* Zu erledigende Aufgaben
1 > Zitiere aus dem Auszug zur Evaluation die Passage, die mit „Die Evaluation von“ einsetzt und bis einschließlich „sinnvoll (Partizipative Gesundheitsforschung).“ reicht.
2 > Welche Forschungsansätze sind nach dem Auszug zur Evaluation bei komplexen Interventionen in Settings sinnvoll?
3 > Führe bitte den Auszug zur Evaluation im Anschluss an seinen letzten Satz weiter.

Damit werden in der Phase der Planung alle notwendigen Elemente einer Evaluation der Intervention festgelegt. Zudem wird geprüft, ob die getroffenen Annahmen realistisch hinsichtlich der Zielerreichung sind. Eine besondere Herausforderung im Feld der Prävention und Gesundheitsförderung und hier insbesondere bei komplexen Interventionen ist es, nachzuweisen, dass die gemessenen Effekte auf die Intervention zurückgeführt werden können und welche Bestandteile der Intervention welche (Teil-)Effekte hervorgerufen haben.

Die Evaluation von Interventionen in Settings wie Kindertagesstätten (Gesundheitsförderung in Einrichtungen der Kinder- und Jugendhilfe), Schulen (Gesundheitsförderung und Schule), Kommunen (Kommunale Gesundheitsförderung) etc. (Settingansatz/Lebensweltansatz) oder für bestimmte Zielgruppen wie Kinder, ältere Menschen, Lehrkräfte etc. (Zielgruppen, Multiplikatorinnen und Multiplikatoren) erfordert besondere Herangehensweisen und Abstimmungsprozesse. Bei diesen in der Regel komplexen Interventionen sind regionalen oder lokalen Spezifitäten Rechnung zu tragen und partizipative Forschungsansätze sinnvoll (Partizipative Gesundheitsforschung).

* Einträge
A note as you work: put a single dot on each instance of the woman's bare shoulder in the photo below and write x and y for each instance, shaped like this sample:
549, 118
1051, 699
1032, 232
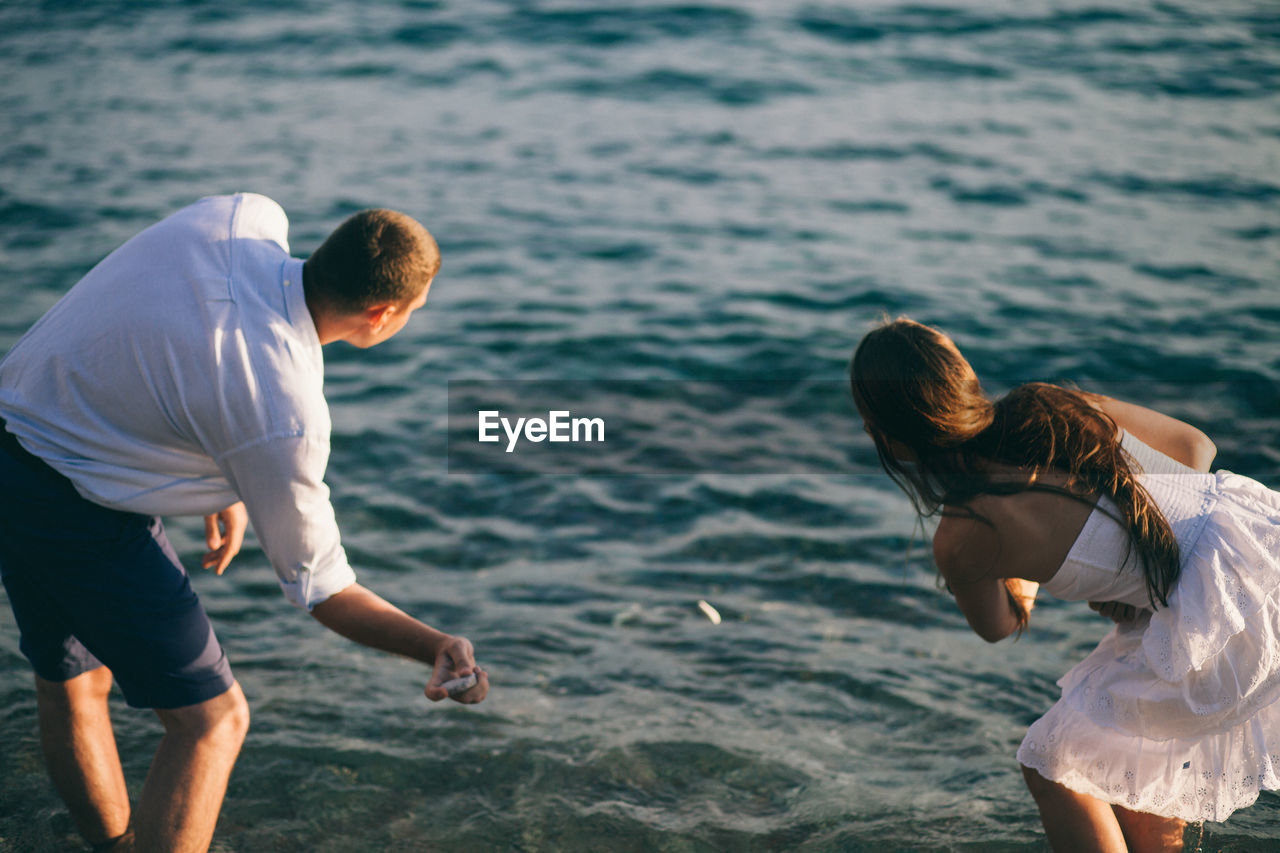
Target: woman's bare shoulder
1027, 534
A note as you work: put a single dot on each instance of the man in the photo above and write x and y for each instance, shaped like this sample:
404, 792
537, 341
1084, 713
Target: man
183, 375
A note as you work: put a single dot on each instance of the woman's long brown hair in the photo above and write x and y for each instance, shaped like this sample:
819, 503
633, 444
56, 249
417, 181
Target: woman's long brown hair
917, 392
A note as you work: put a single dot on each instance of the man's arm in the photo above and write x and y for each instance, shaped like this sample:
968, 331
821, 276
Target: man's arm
361, 615
282, 483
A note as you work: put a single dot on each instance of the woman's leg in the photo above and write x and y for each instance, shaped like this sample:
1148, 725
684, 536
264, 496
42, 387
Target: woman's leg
1074, 822
1150, 833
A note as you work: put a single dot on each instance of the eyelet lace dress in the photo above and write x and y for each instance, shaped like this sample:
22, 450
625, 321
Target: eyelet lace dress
1176, 714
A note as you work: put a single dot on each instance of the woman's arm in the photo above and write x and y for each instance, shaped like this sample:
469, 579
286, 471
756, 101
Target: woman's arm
1169, 436
964, 550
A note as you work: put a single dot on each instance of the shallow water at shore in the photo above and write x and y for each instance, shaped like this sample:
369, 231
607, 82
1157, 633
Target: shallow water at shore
652, 196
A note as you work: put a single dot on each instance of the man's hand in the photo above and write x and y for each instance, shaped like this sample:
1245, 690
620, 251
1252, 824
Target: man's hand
224, 534
457, 660
1116, 611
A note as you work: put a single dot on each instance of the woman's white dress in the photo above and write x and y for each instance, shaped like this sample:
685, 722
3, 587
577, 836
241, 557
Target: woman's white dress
1176, 714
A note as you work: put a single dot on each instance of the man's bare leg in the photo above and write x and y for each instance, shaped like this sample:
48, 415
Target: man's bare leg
80, 752
1074, 822
1150, 833
179, 803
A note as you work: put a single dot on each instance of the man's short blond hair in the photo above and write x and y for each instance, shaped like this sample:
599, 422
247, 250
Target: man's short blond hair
376, 256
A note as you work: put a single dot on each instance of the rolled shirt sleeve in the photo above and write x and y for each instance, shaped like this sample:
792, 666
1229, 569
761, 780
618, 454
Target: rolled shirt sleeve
280, 482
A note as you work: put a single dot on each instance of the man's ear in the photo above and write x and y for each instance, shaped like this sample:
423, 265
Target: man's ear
378, 315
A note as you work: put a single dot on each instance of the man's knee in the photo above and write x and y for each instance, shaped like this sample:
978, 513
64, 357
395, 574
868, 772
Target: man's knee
91, 687
225, 717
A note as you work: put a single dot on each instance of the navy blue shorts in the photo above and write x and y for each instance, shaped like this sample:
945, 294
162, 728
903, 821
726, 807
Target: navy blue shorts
91, 587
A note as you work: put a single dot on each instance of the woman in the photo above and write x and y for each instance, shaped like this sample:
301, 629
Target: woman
1174, 716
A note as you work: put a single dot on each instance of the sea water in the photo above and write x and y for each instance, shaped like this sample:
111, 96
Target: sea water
708, 203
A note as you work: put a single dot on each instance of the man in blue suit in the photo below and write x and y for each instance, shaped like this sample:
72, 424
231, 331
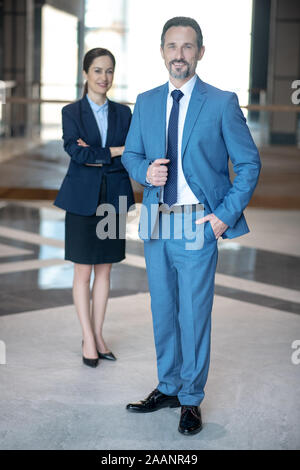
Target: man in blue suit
178, 145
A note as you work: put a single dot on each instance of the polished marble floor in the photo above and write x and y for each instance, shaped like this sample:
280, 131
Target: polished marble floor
252, 395
34, 275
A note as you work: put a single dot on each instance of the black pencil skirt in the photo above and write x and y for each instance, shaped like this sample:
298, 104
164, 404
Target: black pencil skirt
82, 244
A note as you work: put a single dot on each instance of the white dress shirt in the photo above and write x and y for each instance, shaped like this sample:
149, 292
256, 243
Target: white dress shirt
184, 193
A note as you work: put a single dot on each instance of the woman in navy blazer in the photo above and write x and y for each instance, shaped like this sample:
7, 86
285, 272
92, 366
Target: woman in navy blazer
94, 133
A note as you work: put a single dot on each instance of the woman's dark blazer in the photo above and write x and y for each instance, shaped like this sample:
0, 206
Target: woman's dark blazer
79, 192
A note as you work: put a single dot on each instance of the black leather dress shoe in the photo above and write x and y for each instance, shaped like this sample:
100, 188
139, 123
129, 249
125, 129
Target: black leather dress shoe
190, 420
89, 362
155, 401
110, 356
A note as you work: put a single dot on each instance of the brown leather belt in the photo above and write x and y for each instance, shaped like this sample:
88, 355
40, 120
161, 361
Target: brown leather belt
180, 209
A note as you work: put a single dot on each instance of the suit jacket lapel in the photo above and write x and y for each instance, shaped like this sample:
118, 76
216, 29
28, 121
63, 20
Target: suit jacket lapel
158, 123
89, 123
197, 100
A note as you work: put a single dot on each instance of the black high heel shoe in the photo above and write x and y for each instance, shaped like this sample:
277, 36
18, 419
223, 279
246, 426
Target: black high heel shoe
110, 356
89, 362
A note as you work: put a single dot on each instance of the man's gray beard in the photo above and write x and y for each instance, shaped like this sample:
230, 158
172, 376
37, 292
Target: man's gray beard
179, 75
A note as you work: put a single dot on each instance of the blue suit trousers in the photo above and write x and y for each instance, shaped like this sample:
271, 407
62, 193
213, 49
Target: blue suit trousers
181, 274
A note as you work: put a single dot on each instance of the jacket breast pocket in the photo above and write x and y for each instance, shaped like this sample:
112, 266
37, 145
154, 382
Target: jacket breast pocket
221, 191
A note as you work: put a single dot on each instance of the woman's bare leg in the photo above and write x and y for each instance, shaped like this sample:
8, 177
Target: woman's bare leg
100, 295
81, 296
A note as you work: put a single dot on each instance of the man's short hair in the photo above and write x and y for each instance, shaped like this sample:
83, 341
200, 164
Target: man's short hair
183, 21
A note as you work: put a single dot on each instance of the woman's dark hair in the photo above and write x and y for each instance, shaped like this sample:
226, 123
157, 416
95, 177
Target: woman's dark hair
89, 58
183, 21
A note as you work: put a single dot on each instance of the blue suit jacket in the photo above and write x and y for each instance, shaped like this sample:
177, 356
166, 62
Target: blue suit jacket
79, 192
215, 129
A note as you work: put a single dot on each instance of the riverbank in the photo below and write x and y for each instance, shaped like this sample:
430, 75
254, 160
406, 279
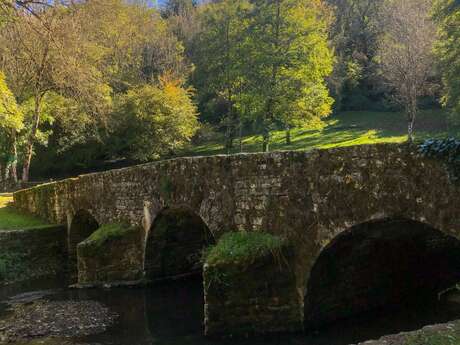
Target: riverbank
441, 334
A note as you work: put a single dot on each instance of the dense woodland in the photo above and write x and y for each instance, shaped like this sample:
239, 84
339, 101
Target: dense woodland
85, 83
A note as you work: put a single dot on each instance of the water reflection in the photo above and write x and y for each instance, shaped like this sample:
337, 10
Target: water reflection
172, 314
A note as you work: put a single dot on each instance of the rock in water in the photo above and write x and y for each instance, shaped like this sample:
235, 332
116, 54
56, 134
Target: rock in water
55, 319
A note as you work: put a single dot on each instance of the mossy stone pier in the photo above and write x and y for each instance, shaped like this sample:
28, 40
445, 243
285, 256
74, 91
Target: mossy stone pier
333, 209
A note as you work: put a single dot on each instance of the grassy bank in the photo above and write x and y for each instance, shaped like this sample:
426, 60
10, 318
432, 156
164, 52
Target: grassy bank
12, 219
345, 129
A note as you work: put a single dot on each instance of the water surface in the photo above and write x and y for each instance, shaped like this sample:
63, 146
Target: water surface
172, 314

* Antworten
1 >
Die Evaluation von Interventionen in Settings wie Kindertagesstätten (Gesundheitsförderung in Einrichtungen der Kinder- und Jugendhilfe), Schulen (Gesundheitsförderung und Schule), Kommunen (Kommunale Gesundheitsförderung) etc. (Settingansatz/Lebensweltansatz) oder für bestimmte Zielgruppen wie Kinder, ältere Menschen, Lehrkräfte etc. (Zielgruppen, Multiplikatorinnen und Multiplikatoren) erfordert besondere Herangehensweisen und Abstimmungsprozesse. Bei diesen in der Regel komplexen Interventionen sind regionalen oder lokalen Spezifitäten Rechnung zu tragen und partizipative Forschungsansätze sinnvoll (Partizipative Gesundheitsforschung).

2 > Partizipative Forschungsansätze.

3 >
Prozessevaluation (Formative Evaluation)

Prozessevaluation schafft die Möglichkeit gestaltend (formativ) in den Ablauf einer Intervention einzugreifen und damit diese zu steuern. Zum einen kann die Durchführungsgüte überprüft werden, d. h., es wird untersucht, ob der tatsächliche auch dem geplanten Verlauf der Intervention entspricht (Programmtreue). Zum anderen kann geprüft werden, ob die Intervention die Zielgruppe erreicht und von der Zielgruppe akzeptiert wird (Programmreichweite und -akzeptanz).

Im Fall von Abweichungen ist zu klären, worauf diese zurückzuführen sind, ob sie beispielsweise die Durchführungsgüte mindern – und damit unter Umständen auch die Wirksamkeit einer Intervention – und welche Anpassungsmaßnahmen ggf. zu treffen sind. Wichtig ist zudem, mögliche nicht intendierte oder unerwartete Effekte einer Intervention zu dokumentieren und zu bewerten. Prozessevaluation sollte kontinuierlich während der gesamten Durchführungsphase einer Intervention stattfinden, denn sie dient der Optimierung des Interventionsprozesses.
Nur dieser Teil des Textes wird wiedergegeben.